TASK OBJECTIVE> The records below must be written out exactly, with every picture left behind.

Point localization data:
========

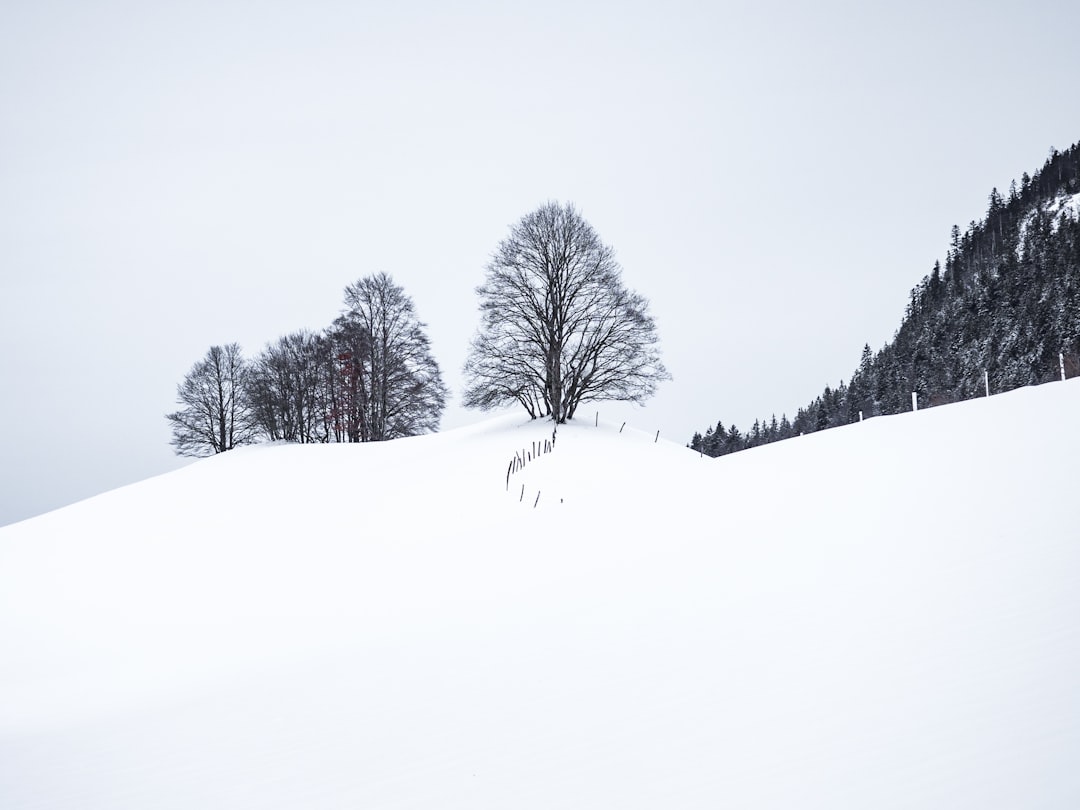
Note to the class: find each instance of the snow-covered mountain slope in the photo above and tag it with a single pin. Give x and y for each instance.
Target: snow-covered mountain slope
(877, 616)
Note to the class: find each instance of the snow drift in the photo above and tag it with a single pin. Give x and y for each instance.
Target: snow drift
(876, 616)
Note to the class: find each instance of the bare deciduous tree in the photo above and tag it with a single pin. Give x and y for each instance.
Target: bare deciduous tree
(215, 416)
(557, 325)
(395, 388)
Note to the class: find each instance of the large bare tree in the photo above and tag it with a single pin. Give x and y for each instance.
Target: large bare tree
(215, 416)
(392, 381)
(557, 326)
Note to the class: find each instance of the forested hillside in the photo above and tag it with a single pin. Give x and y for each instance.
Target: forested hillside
(1003, 312)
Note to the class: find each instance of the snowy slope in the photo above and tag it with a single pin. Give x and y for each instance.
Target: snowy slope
(876, 616)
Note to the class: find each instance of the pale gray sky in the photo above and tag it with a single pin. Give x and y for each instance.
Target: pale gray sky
(774, 176)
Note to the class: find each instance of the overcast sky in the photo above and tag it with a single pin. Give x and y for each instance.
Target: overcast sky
(774, 177)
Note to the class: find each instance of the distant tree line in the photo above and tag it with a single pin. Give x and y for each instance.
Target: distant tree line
(368, 377)
(557, 328)
(1003, 308)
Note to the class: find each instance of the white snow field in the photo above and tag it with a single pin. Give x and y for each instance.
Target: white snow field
(879, 616)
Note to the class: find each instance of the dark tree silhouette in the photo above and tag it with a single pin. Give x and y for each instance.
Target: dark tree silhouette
(215, 416)
(557, 325)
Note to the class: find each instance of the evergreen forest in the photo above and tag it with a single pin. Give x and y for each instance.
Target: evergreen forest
(1003, 312)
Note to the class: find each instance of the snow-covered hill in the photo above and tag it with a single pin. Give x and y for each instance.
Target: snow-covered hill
(876, 616)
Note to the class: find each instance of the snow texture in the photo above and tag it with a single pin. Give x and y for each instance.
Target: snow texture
(876, 616)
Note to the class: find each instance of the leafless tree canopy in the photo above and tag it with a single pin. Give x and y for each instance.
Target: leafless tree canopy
(394, 385)
(557, 325)
(215, 416)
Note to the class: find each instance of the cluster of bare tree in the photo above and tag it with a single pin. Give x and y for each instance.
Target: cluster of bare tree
(557, 328)
(368, 377)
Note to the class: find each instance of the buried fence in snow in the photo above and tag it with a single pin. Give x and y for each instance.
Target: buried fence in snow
(526, 455)
(536, 449)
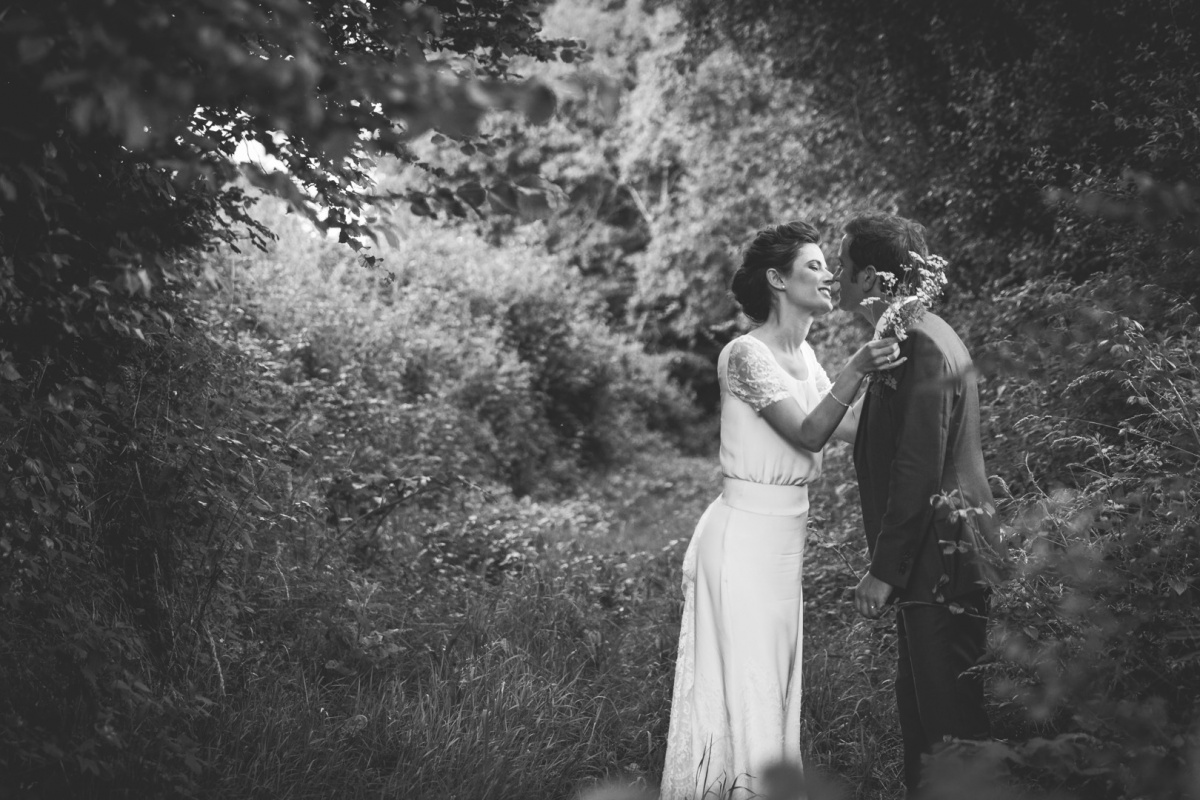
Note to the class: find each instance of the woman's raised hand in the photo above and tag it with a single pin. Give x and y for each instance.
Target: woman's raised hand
(877, 355)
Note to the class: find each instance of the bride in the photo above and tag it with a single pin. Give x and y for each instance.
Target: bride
(736, 705)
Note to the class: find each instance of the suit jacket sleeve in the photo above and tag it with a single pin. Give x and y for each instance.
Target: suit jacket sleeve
(921, 409)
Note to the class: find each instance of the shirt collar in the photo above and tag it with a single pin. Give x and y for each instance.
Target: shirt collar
(879, 323)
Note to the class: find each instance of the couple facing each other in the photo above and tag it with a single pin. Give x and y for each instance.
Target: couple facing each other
(736, 704)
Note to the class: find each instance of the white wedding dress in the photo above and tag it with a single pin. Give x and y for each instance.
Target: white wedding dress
(736, 705)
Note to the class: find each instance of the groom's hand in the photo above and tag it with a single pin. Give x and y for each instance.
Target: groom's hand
(871, 595)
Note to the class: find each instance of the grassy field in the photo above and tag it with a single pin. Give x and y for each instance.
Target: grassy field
(550, 678)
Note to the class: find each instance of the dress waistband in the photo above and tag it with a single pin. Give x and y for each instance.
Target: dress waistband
(777, 500)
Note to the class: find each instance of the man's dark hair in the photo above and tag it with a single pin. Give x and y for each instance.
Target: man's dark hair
(883, 241)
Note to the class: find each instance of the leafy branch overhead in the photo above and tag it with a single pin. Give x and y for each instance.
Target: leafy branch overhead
(321, 85)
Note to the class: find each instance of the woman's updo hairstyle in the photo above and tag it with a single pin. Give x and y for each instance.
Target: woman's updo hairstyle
(772, 248)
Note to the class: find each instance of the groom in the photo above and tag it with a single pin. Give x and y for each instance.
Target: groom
(918, 440)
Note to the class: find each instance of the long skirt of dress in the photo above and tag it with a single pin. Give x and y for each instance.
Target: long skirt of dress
(736, 705)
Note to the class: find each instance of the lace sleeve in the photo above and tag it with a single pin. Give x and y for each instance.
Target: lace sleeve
(754, 376)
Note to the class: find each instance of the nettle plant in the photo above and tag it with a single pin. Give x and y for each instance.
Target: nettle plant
(1098, 655)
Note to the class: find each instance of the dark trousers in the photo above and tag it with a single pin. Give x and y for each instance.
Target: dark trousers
(935, 699)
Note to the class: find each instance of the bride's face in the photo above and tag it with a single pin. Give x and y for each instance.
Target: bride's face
(810, 284)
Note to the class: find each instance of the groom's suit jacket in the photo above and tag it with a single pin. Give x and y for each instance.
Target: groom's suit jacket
(916, 441)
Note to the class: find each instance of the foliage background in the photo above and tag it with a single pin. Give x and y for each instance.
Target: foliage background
(382, 486)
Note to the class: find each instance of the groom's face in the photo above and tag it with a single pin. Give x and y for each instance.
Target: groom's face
(850, 294)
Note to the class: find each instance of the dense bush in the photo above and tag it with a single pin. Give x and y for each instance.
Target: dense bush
(451, 358)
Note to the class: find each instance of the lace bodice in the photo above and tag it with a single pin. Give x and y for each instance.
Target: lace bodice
(751, 379)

========

EXERCISE SOLUTION>
Note to the class: find each instance of the snow-covered mountain slope in the photo above and tag it with a single pin. Give x and y for each instance.
Target: snow-covered mountain slope
(877, 616)
Note to the class: find each instance of the snow drift in the photo above and tag it with a single pin. Give x and y for each instance.
Target: snow drift
(876, 616)
Note to the class: find each instance of the bare deciduous tree in the photo above and tag it with a single pin. Give x and y for each instance.
Target: bare deciduous tree
(215, 416)
(557, 325)
(395, 388)
Note to the class: find each instance of the large bare tree in the photo above and tag it with a single pin. Give x and y for each instance.
Target: large bare tree
(215, 416)
(392, 381)
(557, 326)
Note to the class: find each instance of the forested hillside in the photo above and tag it with a single pin. Give x and y for each instance.
Target: forested hillside
(1003, 312)
Note to the class: find each instance of the snowy slope in the photo above and tag it with a single pin. Give x and y for each instance.
Target: snowy slope
(876, 616)
Note to the class: find each instance of the pale gray sky in the photo above and tag it with a single pin. Give x and y for each instance.
Target: pale gray sky
(774, 176)
Note to the class: find each instance of the overcast sky in the photo above and tag it with a single pin. Give x and y for each instance.
Target: overcast sky
(774, 177)
Note to the class: find each instance of the distant tree line in the photo above and tag it with a single pin. Give x and y for each instance.
Target: distant tree line
(368, 377)
(557, 328)
(1003, 308)
Note to the class: find each instance of the white snow field in the photo above and tag it with a single pin. Give x and y for each instance.
Target: white snow field
(879, 616)
Note to the class: find each instance of the dark tree silhouette in the photo above and tag it with a single pin. Give x and y for each instance.
Target: dark tree silhouette
(215, 416)
(557, 325)
Note to the class: find each instance of the evergreen forest in the photo above and tag it with a single pin. Give x and y for each instance.
Target: evergreen forest
(1003, 312)
Note to the class: find each instance of the snow-covered hill in the photo above and tag it with a single pin. Give x and y for each instance.
Target: snow-covered hill
(876, 616)
Note to the class: find each instance of the snow texture in the photo above and tag it with a single pin. Give x and y for each instance.
Target: snow texture
(876, 616)
Note to the class: find each instance of the leafless tree canopy in the photo above and tag it with a single pin. Give x and y for each instance.
Target: leafless tree canopy
(394, 385)
(557, 325)
(215, 416)
Note to the class: find each instance of the cluster of bare tree in the photo above and tag it with a single pin. Give x and y for each instance.
Target: cluster of bare tree
(557, 328)
(368, 377)
Note to the class: find each instance of the buried fence in snow in the photo above and tag it with a single pin. Give x and y for each instance.
Target: buried fence in snow
(526, 455)
(536, 449)
Note to the class: find each instance of the woman's raised hand in the photo above and tag it with a single pin. Give x and y for each instance.
Target: woman's raised hand
(877, 355)
Note to the class: find each instance of the bride in the photo above and tag it with a single pin. Give x and y for each instance.
Target: bride
(736, 705)
Note to the class: find each instance of the suit jacket sleeve in the photo above and tag it with a single pin. Give x and y for each instance.
Target: suit jacket sleeve
(921, 409)
Note to the class: find each instance of the shirt collar in the photo above and tag it with a single pin. Give x and y for each instance.
Target: shirt collar
(879, 323)
Note to the class: find each instance of the couple facing each other in the photo above and tag it with a single pin. Give x and y for each instance.
Target: couple facing each other
(736, 704)
Note to the class: find each instance of the white wedding dress in the photo above and tag it with a single pin. Give x and y for each instance.
Target: white wedding dress
(736, 705)
Note to the class: find each instance of the groom's hand in the photo above and tag it with a single pin. Give x and y for each instance.
Target: groom's hand
(871, 595)
Note to the class: find each instance of the grassy field in the photo above and tag it with a single pin. Give x and y for each instance.
Target: grassy field
(550, 678)
Note to the class: find each instance of the dress waistband in the photo above and tag it with a single pin. Give x and y for each instance.
Target: dress waistband
(777, 500)
Note to the class: find each instance of the man's dark hair in the photo above and tag it with a single pin. Give x and y for each instance.
Target: man's dark hair
(883, 241)
Note to the class: find each instance of the leafy branch overhead in the photo above and tag it with a single pin. Give x and y for each instance.
Target: leafy branch overhead
(321, 85)
Note to the class: find each instance of the woman's updo hairstyle in the photo above and tag it with a single pin. Give x and y for each instance.
Target: woman's updo hairstyle
(772, 248)
Note to the class: find each instance of the groom in the photo above and tag it with a single pin. Give x and y for each instance.
Target: groom
(918, 440)
Note to the class: find each instance of the long skirt of dress in the photo above and tag it with a single pin. Give x and y for each instance.
Target: long skirt of dress
(736, 705)
Note to the class: find each instance of the lace sleeve in the photo above and tag it with a single pin. Give x and y for each instance.
Target: lace sleeve
(754, 376)
Note to the class: find each instance of the nettle plant in the photo above and tag it with a single pin. Give x and y for each instance.
Target: nettle plant
(1098, 655)
Note to the class: find each instance of the dark trousers in the photo above and tag it with a single pin. Give x and y for each instance.
Target: dark trousers
(935, 699)
Note to the class: find each instance of the bride's face in the photo above and tag it with a single pin. Give x and y for each instance.
Target: bride's face
(810, 284)
Note to the class: find each instance of the groom's suit jacket in the photo above and tag it with a single pin. Give x and y for each instance.
Target: groom's suit jacket
(916, 441)
Note to the class: find each instance of the foliage background in the photo above and tag it with a single pin. Give x and y for each instance.
Target: foliage background
(382, 486)
Note to the class: find each instance of the groom's face in the photo above and tag it with a single pin. Give x and y for each instance.
Target: groom's face
(850, 294)
Note to the class: find each instance of the dense bush in the photo above and tag it with a single pin. Give x and y for each instance.
Target: dense bush
(451, 358)
Note to the class: find each instance of the lace bodice in the photo above and tag it with a single pin. Give x and y for each instance.
Target: lace bodice
(751, 379)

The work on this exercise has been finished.